[START OF Selection]

Skanska Rashleigh Weatherfoil Ltd v Somerfield Stores Ltd  ABC.L.R. 11/22
CA on appeal from QBD (Mr Justice Ramsey) before Neuberger LJ; Richards LJ; Leveson LJ. 22nd November 2006 LORD JUSTICE NEUBERGER:
This is an appeal from the decision of Ramsey J on the preliminary point of interpretation of a contract in a letter dated 17 August 2000 (the "August letter"), which included a temporary arrangement between Skanska Rashleigh Weatherfoil Ltd ("Skanska") and Somerfield Stores Ltd ("Somerfield").
Somerfield is a well-known operator of around 1300 supermarkets in the United Kingdom. In 2000 it decided to reorganise the way in which it procured the maintenance of those buildings and the machinery therein. It had in mind either a single national contract or a limited number of regionally-based contracts. Such a contract is known as a Facilities Management Agreement ("FMA").
On 19 June 2000 Somerfield invited Skanska, which specialises in such services, to tender for the provision of maintenance services to its properties in four, subsequently reduced to three, regions. The letter (the "June letter") included a draft of the proposed contract in the form of the incomplete FMA which, although in draft form, I shall call "the June FMA". The June letter invited prices to be submitted on the basis of three different service levels, of which only one, the "fully comprehensive level", is relevant.
The basic nature of the proposed FMA was that a contractor, for instance Skanska, would be required to provide preventative and reactive maintenance services to all the properties in the region for a term of three years. Preventative maintenance was envisaged as involving visits to carry out regular maintenance and servicing and, where necessary, replacements in accordance with a schedule to be agreed. Reactive maintenance was envisaged as being ad hoc maintenance, for instance carrying out work on request caused by acts of vandalism or leaking pipes. The June FMA contemplated a fixed annual fee, payable by instalments, for preventative maintenance services, and payment at agreed hourly rates for the reactive maintenance services.

[END OF Selection]

Reproduce the passage of the court judgment from "The basic nature" to "reactive maintenance services.".

[START OF Material shown]

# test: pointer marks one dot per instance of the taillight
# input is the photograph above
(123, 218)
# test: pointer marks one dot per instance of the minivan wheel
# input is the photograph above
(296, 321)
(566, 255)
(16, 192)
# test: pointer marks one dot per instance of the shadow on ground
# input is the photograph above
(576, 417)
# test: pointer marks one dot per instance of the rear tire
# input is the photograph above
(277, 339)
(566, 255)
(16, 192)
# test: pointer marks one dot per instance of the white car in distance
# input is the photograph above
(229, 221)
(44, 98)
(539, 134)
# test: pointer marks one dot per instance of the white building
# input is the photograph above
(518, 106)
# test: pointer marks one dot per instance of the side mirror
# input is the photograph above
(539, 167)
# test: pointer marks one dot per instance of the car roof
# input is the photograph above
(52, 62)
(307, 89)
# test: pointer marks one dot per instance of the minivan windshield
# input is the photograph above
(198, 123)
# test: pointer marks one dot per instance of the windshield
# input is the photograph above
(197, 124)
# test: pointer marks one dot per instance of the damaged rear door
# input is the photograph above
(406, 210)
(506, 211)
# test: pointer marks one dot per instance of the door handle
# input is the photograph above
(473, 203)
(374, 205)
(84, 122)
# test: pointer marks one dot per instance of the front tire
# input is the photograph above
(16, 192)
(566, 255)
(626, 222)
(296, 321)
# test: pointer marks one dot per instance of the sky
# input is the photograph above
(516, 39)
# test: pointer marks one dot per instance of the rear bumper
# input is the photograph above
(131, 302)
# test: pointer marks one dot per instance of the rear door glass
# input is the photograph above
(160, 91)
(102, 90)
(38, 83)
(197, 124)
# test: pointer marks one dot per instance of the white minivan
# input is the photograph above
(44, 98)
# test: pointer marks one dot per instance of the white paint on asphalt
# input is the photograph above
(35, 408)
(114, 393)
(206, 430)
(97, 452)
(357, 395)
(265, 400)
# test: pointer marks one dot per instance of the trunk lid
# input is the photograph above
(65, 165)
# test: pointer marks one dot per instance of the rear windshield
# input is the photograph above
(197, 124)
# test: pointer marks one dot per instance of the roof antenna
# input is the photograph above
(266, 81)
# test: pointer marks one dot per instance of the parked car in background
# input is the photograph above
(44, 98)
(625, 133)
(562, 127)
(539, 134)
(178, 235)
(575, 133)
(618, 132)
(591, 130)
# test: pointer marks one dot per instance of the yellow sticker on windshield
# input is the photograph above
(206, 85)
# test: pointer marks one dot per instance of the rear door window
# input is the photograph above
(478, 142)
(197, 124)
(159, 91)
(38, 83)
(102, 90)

[END OF Material shown]

**Solution for this task:**
The basic nature of the proposed FMA was that a contractor, for instance Skanska, would be required to provide preventative and reactive maintenance services to all the properties in the region for a term of three years. Preventative maintenance was envisaged as involving visits to carry out regular maintenance and servicing and, where necessary, replacements in accordance with a schedule to be agreed. Reactive maintenance was envisaged as being ad hoc maintenance, for instance carrying out work on request caused by acts of vandalism or leaking pipes. The June FMA contemplated a fixed annual fee, payable by instalments, for preventative maintenance services, and payment at agreed hourly rates for the reactive maintenance services.